• Challenge: Write out the following lines as a numbered list, skipping any blank lines.

═══ Supplied data ═══

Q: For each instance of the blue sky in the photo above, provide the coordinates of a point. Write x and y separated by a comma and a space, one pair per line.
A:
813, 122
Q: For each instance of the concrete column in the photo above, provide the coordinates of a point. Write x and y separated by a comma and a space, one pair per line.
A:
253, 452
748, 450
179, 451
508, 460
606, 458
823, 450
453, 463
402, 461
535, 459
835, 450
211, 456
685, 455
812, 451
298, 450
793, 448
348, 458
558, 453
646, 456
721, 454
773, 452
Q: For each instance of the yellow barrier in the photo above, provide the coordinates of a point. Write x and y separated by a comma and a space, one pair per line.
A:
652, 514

═══

• Reply to the exercise:
1. Q: For each instance of the blue sky in the photo above, provide the coordinates of a point. Write x and y separated by a comma and a space, one pair per line.
2. A:
3. 813, 122
4. Q: For each instance of the concrete column in the photo above, provide the coordinates of a point. Write x and y separated by a comma and a space, one pair per line.
5. A:
6. 253, 452
7. 748, 450
8. 179, 451
9. 508, 460
10. 606, 458
11. 823, 450
12. 453, 463
13. 402, 461
14. 535, 459
15. 835, 450
16. 211, 456
17. 685, 455
18. 812, 451
19. 298, 450
20. 793, 448
21. 348, 458
22. 558, 453
23. 646, 456
24. 721, 454
25. 773, 452
26. Q: For each instance of the yellow barrier in the photo above, provide the coordinates of a point. Write x and y separated by a comma and a space, one pair per line.
27. A:
28. 652, 514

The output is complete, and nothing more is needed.